▶ Work task: Please print the entries below exactly, from the line with "Target: child's shoulder" through the line with "Target: painted hand", including both of those lines and leaving out all others.

▶ Data records:

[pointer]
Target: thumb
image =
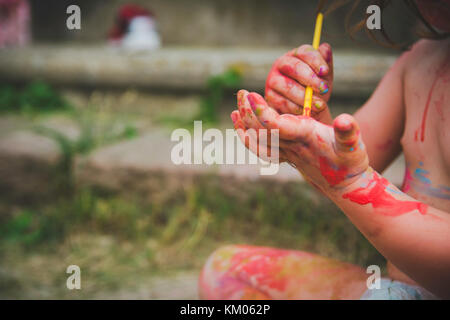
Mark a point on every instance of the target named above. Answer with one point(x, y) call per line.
point(346, 133)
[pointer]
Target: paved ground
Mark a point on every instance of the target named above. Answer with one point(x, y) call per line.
point(174, 67)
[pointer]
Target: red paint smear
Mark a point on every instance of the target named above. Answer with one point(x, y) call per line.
point(430, 94)
point(385, 146)
point(407, 181)
point(439, 105)
point(332, 175)
point(382, 201)
point(261, 265)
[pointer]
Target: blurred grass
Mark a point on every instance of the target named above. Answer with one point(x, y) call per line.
point(35, 97)
point(120, 239)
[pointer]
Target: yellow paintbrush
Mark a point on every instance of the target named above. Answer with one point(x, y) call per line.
point(316, 42)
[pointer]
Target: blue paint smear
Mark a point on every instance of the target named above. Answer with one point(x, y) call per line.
point(393, 190)
point(420, 174)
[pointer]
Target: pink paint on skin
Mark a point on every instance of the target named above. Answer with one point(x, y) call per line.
point(407, 181)
point(383, 202)
point(334, 175)
point(385, 146)
point(439, 107)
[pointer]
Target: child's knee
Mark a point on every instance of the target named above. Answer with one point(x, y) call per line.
point(214, 269)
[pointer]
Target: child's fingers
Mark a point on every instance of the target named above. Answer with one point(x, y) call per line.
point(280, 103)
point(245, 111)
point(327, 53)
point(251, 139)
point(313, 58)
point(294, 92)
point(346, 131)
point(290, 127)
point(302, 72)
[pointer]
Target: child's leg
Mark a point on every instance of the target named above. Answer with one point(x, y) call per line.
point(247, 272)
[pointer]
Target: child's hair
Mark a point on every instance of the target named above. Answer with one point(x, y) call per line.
point(428, 30)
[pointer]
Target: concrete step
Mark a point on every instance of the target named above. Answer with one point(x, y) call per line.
point(174, 67)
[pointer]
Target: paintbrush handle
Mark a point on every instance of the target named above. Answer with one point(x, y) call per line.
point(316, 41)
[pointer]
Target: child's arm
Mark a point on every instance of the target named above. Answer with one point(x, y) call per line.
point(414, 236)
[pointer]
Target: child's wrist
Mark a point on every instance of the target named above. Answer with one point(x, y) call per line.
point(356, 182)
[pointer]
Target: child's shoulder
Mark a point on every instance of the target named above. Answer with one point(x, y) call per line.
point(424, 50)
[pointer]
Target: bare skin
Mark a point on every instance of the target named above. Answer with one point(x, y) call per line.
point(408, 111)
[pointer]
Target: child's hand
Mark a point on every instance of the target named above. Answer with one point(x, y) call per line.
point(327, 156)
point(291, 73)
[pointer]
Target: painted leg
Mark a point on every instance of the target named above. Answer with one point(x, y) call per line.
point(248, 272)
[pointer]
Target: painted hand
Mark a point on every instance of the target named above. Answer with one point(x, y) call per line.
point(292, 72)
point(329, 157)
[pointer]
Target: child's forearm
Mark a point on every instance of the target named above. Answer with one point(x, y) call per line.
point(412, 235)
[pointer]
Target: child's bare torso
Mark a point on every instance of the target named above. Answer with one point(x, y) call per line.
point(426, 137)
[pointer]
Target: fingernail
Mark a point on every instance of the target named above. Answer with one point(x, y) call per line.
point(323, 87)
point(252, 102)
point(318, 104)
point(233, 117)
point(240, 97)
point(322, 71)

▶ Output of the exercise:
Target: child's shoulder
Mark a point on every instance of the target named above. Answer with one point(x, y) call per line.
point(424, 50)
[pointer]
Target: bare skin
Mark a point on every instance of the target named above. Answer with one point(x, y) call per line.
point(408, 111)
[pointer]
Target: child's hand
Mark a point on every instance of the target named above. Answer with one point(x, y) call per line.
point(327, 156)
point(291, 73)
[pointer]
Target: painted leg
Mark a point on every instance of the target named above. Answer with one point(x, y) call per line.
point(248, 272)
[pointer]
Target: painted hand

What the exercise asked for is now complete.